§ **EXCERPTED PASSAGE**:

:::

Whoever said studying mathematics has no practical application, doesn’t know UCF math Professor Alexander Katsevich.
Katsevich has liked math since an early age, and in 2001 he developed a breakthrough algorithm, which efficiently and accurately processes the data collected from high-speed computed tomography scanners and translates them into clear 3-D images.
The “Katsevich Algorithm” is the fundamental technology behind multiple patents issued to the University of Central Florida. The technology has been licensed to numerous international manufacturers of CT scanning equipment and is being commercialized by Katsevich’s startup iTomography Corp., under an exclusive license from UCF. Some of the most recent licensees include Siemens, Bruker, FEI (a division of Thermo Fisher Scientific), and Microtec.
“The ability to scan faster and with high image quality (artifact-free) has become an almost ubiquitous need in the world today,” Katsevich said.
Companies use his 3-D CT image reconstruction technology for a variety of applications including:
- aiding in medical diagnosis and treatment for people,
- determining quality of trees to establish the optimal cutting pattern that minimizes waste,
- scanning rock cores to assess how much hydrocarbon reserves an oil/gas field may contain and how to best extract it,
- imaging of industrial parts to detect defects.
This success and recognition has allowed iTomography to expand collaborations in the medical area, such as with Toshiba Medical Research Institute USA (now, part of Canon) and the National Institutes of Health, as well as establish new collaborations to develop advanced CT technologies. For example, the iTomography team is addressing difficult CT image reconstruction challenges in the areas, such as radiotherapy (to improve the delivery of radiation–based cancer treatment) and security (scanning of luggage at airports and other locations). Katsevich is involved in these projects and leads the technical development.
He and Igor Frenkel, vice president of business development and operations for iTomography, said that as the demand for CT scanning on both smaller and much larger scales continues to increase, more business and innovative development opportunities will arise.
The discovery almost never have happened. As a student at the Moscow Institute of Oil and Gas in the mid-1980s, Katsevich was set to begin a career in oil exploration, specifically using electromagnetic imaging methods to determine if the subsurface holds oil reserves.
Michael Frenkel, his advisor at the time (with whom he would later co-found iTomography in 2011), suggested he switch his research focus to medical imaging, which offered more stability for scientific development and was a way to use Katsevich’s mathematical talents to benefit healthcare worldwide. When Katsevich arrived in the United States to earn his Ph.D. at Kansas State University, he pursued X-ray tomography, which at the time was mostly used in medical fields.

:::

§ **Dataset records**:
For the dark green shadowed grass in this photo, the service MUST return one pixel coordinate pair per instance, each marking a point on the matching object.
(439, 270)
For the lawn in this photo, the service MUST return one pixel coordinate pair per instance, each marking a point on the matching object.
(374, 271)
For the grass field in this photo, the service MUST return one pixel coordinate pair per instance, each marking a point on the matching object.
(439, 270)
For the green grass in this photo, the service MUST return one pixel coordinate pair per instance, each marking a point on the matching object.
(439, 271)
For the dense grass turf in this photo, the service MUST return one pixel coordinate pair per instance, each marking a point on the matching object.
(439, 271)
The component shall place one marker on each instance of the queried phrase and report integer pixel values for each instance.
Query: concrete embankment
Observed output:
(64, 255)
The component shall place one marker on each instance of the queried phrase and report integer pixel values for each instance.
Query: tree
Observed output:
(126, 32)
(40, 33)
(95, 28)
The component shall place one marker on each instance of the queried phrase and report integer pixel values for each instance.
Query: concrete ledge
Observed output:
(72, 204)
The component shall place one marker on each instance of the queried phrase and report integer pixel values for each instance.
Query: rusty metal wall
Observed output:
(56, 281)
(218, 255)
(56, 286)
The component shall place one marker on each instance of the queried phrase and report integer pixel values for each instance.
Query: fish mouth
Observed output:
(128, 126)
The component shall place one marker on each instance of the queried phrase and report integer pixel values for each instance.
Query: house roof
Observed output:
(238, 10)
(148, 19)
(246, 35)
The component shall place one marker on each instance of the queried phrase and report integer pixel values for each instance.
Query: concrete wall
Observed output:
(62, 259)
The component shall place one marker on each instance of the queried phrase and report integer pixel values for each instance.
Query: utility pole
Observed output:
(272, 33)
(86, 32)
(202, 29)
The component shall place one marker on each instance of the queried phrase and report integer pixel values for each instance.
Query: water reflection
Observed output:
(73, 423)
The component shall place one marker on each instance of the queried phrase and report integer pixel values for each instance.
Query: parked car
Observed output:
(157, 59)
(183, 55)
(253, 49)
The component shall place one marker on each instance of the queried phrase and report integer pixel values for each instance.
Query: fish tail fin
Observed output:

:::

§ **PROBLEM TO SOLVE**: Transcribe the passage of the article about Alexander Katsevich's CT algorithm that begins at the words "Companies use his" and stops after the words "to detect defects.".

§ **ANSWER SPACE**:
Companies use his 3-D CT image reconstruction technology for a variety of applications including:
- aiding in medical diagnosis and treatment for people,
- determining quality of trees to establish the optimal cutting pattern that minimizes waste,
- scanning rock cores to assess how much hydrocarbon reserves an oil/gas field may contain and how to best extract it,
- imaging of industrial parts to detect defects.